Although at first glance it may seem like there is commonality between the two specifications (both support a two-phase completion protocol, for example), as you’ve seen there are significant differences. This section will re-examine some of the issues that we have already discussed, as well as some that we haven’t.

Pros and cons of BTP

As you might expect from a specification that took over a year to develop, on the plus side the BTP specification is well formed and complete. Unfortunately, although the protocol is relatively straightforward, the specification is nearly 200 pages! It is thus not an easy sell for customers or analysts (and sometimes implementers).

What does it mean to be a user of a Web services transaction? Initially it may seem like a good idea to let business logic directly affect the flow of a transaction from within a transaction service, but in practice it doesn’t really work. It blurs the distinction between what you would expect from a transaction protocol (guarantees of consistency, isolation etc.) which are essentially non-functional aspects of a business "transaction", with the functional aspects (reserve my flight, book me a taxi, etc.)

In BTP, because business logic is encoded within the transaction protocol, it essentially means that a user has to be closely tied to (or perhaps even be) the coordinator. Business information, such as the ability for a participant to remain prepared (for example, hold onto a hotel room) for a specific period of time is propagated from the participant to the coordinator, but there is nothing within the protocol to allow this information to filter up to the application/client where it really belongs.

In order to use cohesions it is also necessary for Web services to expose back-end implementation choices about participants. In order to parameterize the two-phase completion protocol, the terminator of the cohesion obviously needs to be able to say "prepare A and B and cancel C and D," where A, B, C and D are participants that have been enrolled in the cohesion by services (such as a flight reservation system). In a traditional transaction system, users don’t see the participants (imagine if you had to explicitly tell all of your XA resource managers to prepare and commit?) Naturally this is something that programmers don’t feel comfortable with and it goes against the Web services orthodoxy.

Also, because BTP requires transaction control to use the open-top approach, it is difficult to leverage existing enterprise transaction implementations. Few transaction systems (or their administrators) will feel comfortable exposing their coordinators through the two-phase interface.

Furthermore, the BTP specification expends great efforts to ensure that two-phase completion does not imply ACID semantics. This is good in so far that traditional ACID transactions are not suitable for all types of Web services interactions. However, everything is left up to back-end implementation choices and there is nothing in the protocol (implicit or explicit) to allow a user to determine what choices have been made. Therefore, it is impossible to reason about the ultimate correctness of a distributed application. For example, if you wanted to use BTP for ACID transactions, then of course services could use traditional XA resource managers (for example) wrapper by BTP participants. Unfortunately, there is no way within the BTP for those services to inform external users that this is what they have done so that they can safely be used within the scope of a BTP "ACID" transaction.

* * * *

_Aim 1_
Extract the section of the BTP text that starts with the words "As you might" and ends with "a taxi, etc.)", copying it word for word.

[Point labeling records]
* * * *

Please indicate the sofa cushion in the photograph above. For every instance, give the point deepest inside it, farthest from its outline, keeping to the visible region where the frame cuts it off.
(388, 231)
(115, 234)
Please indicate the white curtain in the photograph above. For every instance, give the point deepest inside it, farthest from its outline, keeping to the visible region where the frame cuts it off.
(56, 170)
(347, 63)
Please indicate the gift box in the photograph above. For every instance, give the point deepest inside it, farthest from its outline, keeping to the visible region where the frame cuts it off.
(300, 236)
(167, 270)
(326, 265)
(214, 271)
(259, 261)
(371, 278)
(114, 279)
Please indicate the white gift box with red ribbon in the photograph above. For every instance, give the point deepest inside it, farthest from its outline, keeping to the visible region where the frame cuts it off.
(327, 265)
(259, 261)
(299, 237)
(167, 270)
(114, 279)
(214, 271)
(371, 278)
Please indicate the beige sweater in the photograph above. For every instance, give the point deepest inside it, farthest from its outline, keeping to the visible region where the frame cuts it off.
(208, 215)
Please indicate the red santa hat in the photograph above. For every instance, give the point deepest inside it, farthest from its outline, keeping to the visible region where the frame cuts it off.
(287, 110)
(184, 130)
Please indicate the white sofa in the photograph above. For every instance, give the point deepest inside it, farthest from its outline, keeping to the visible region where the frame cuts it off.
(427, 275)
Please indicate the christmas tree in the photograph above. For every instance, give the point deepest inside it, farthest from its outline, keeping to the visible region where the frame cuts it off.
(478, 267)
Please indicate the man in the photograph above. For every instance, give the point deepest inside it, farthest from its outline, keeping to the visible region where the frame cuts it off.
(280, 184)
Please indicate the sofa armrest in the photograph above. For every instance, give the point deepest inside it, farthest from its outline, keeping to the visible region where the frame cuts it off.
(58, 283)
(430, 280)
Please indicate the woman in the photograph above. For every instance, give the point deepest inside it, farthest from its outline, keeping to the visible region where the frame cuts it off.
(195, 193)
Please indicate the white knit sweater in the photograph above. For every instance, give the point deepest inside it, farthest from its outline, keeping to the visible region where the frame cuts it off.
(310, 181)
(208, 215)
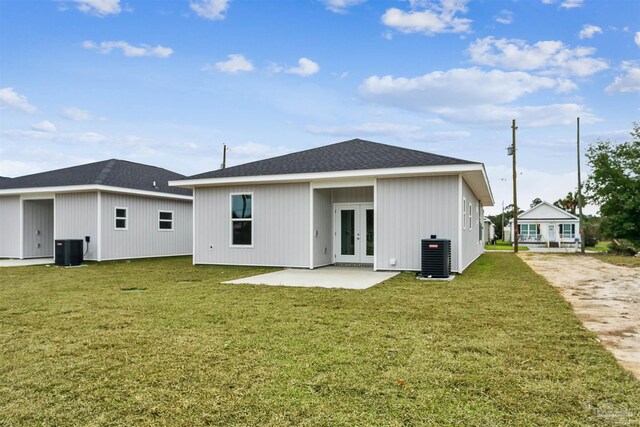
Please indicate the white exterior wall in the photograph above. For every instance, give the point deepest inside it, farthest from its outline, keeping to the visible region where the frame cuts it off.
(10, 227)
(322, 227)
(76, 216)
(472, 246)
(37, 228)
(411, 209)
(142, 238)
(281, 226)
(352, 195)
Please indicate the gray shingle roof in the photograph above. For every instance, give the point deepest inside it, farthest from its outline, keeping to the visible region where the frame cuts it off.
(355, 154)
(113, 172)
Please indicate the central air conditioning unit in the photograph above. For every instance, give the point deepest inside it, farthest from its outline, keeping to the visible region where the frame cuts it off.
(68, 252)
(436, 258)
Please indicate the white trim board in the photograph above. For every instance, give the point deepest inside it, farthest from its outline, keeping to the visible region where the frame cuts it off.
(47, 192)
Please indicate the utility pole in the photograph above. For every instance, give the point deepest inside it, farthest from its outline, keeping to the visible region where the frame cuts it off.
(581, 222)
(224, 156)
(512, 151)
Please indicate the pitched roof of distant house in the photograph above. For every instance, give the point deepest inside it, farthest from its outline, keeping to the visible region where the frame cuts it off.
(355, 154)
(112, 173)
(558, 213)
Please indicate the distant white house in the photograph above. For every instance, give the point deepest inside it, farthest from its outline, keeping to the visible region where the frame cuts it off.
(488, 231)
(120, 209)
(548, 225)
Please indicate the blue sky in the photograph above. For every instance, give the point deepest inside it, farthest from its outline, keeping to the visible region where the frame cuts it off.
(168, 82)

* * * *

_Aim 2_
Filter the records down to every line that contains the string "distant", and copy each such line in full.

_Final answer 1_
As you might expect from a specification that took over a year to develop, on the plus side the BTP specification is well formed and complete. Unfortunately, although the protocol is relatively straightforward, the specification is nearly 200 pages! It is thus not an easy sell for customers or analysts (and sometimes implementers).

What does it mean to be a user of a Web services transaction? Initially it may seem like a good idea to let business logic directly affect the flow of a transaction from within a transaction service, but in practice it doesn’t really work. It blurs the distinction between what you would expect from a transaction protocol (guarantees of consistency, isolation etc.) which are essentially non-functional aspects of a business "transaction", with the functional aspects (reserve my flight, book me a taxi, etc.)

_Final answer 2_
Please indicate the pitched roof of distant house in the photograph above. For every instance, give the point deepest inside it, farthest from its outline, keeping to the visible region where the frame cuts it off.
Please indicate the distant white house in the photograph above. For every instance, give the point deepest inside it, farthest from its outline, keeping to the visible region where the frame cuts it off.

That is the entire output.